#### Exercise:
From the entries below, return exactly the lines beginning at the one that contains "target | jersey number 5" and ending at the one that contains "target | black shorts", both of them included, and only those lines.

(Natural-language object grounding data)
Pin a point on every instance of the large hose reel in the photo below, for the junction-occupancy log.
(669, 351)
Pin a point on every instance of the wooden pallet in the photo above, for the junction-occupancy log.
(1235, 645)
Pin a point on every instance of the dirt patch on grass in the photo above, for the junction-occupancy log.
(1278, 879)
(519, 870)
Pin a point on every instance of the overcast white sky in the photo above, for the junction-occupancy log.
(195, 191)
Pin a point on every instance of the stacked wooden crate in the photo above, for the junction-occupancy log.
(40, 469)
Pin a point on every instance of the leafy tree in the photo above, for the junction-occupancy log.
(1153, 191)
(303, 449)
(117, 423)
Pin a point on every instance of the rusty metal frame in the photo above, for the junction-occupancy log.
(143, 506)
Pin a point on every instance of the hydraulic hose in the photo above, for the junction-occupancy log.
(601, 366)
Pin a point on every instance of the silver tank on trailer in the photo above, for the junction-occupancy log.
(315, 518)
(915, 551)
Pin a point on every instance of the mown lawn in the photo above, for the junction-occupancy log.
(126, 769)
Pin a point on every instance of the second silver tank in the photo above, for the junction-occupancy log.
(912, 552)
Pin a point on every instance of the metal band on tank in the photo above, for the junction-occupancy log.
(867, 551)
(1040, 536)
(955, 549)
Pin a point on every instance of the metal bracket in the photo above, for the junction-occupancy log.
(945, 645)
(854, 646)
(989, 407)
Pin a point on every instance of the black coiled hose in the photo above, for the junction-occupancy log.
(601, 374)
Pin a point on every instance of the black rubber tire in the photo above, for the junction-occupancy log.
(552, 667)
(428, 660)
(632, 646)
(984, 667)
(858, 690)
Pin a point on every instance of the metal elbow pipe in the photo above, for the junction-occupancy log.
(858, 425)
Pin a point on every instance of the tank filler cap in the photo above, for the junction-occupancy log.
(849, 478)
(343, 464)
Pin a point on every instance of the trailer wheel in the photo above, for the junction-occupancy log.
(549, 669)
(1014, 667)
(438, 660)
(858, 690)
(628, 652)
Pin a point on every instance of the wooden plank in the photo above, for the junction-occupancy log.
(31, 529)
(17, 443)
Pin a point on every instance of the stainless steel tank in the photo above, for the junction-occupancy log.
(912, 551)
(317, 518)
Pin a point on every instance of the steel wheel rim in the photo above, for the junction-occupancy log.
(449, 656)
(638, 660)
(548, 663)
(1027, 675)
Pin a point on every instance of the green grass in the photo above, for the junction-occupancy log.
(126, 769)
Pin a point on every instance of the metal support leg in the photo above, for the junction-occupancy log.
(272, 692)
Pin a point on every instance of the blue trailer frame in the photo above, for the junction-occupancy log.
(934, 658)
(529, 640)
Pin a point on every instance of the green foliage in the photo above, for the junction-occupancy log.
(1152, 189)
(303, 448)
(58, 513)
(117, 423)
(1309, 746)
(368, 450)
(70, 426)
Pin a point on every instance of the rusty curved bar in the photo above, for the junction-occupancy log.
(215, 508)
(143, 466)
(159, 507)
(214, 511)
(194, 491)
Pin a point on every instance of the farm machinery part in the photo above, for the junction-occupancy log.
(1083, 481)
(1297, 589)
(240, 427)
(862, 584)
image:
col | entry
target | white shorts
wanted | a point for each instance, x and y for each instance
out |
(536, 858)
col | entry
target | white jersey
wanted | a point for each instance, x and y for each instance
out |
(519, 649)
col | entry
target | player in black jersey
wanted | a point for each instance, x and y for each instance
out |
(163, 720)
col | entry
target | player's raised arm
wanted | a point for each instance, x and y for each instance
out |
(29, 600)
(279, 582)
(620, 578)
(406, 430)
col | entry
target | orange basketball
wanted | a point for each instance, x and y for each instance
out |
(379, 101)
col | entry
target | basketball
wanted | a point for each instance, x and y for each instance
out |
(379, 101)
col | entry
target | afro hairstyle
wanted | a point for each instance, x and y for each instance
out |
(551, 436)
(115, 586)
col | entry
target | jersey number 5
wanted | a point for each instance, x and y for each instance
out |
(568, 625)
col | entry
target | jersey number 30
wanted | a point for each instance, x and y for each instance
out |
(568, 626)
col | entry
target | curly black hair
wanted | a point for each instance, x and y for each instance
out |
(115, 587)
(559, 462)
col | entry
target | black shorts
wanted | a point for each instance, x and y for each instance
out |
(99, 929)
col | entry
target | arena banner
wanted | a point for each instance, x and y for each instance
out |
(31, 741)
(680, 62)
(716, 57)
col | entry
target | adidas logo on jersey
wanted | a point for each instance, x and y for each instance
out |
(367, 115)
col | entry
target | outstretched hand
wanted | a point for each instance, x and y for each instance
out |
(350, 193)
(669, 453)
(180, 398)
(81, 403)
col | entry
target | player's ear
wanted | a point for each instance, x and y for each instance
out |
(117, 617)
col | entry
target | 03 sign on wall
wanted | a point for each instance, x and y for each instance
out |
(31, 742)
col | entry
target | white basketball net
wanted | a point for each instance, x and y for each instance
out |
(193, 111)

#### Exercise response:
target | jersey number 5
wanted | a point for each instance, x and y for each instance
out |
(568, 625)
col | entry
target | jersey number 30
wanted | a point for each instance, x and y for each instance
out |
(568, 626)
col | entry
target | curly black hair
wanted | a point for each instance, x and y for each instance
out |
(115, 587)
(559, 462)
col | entry
target | black shorts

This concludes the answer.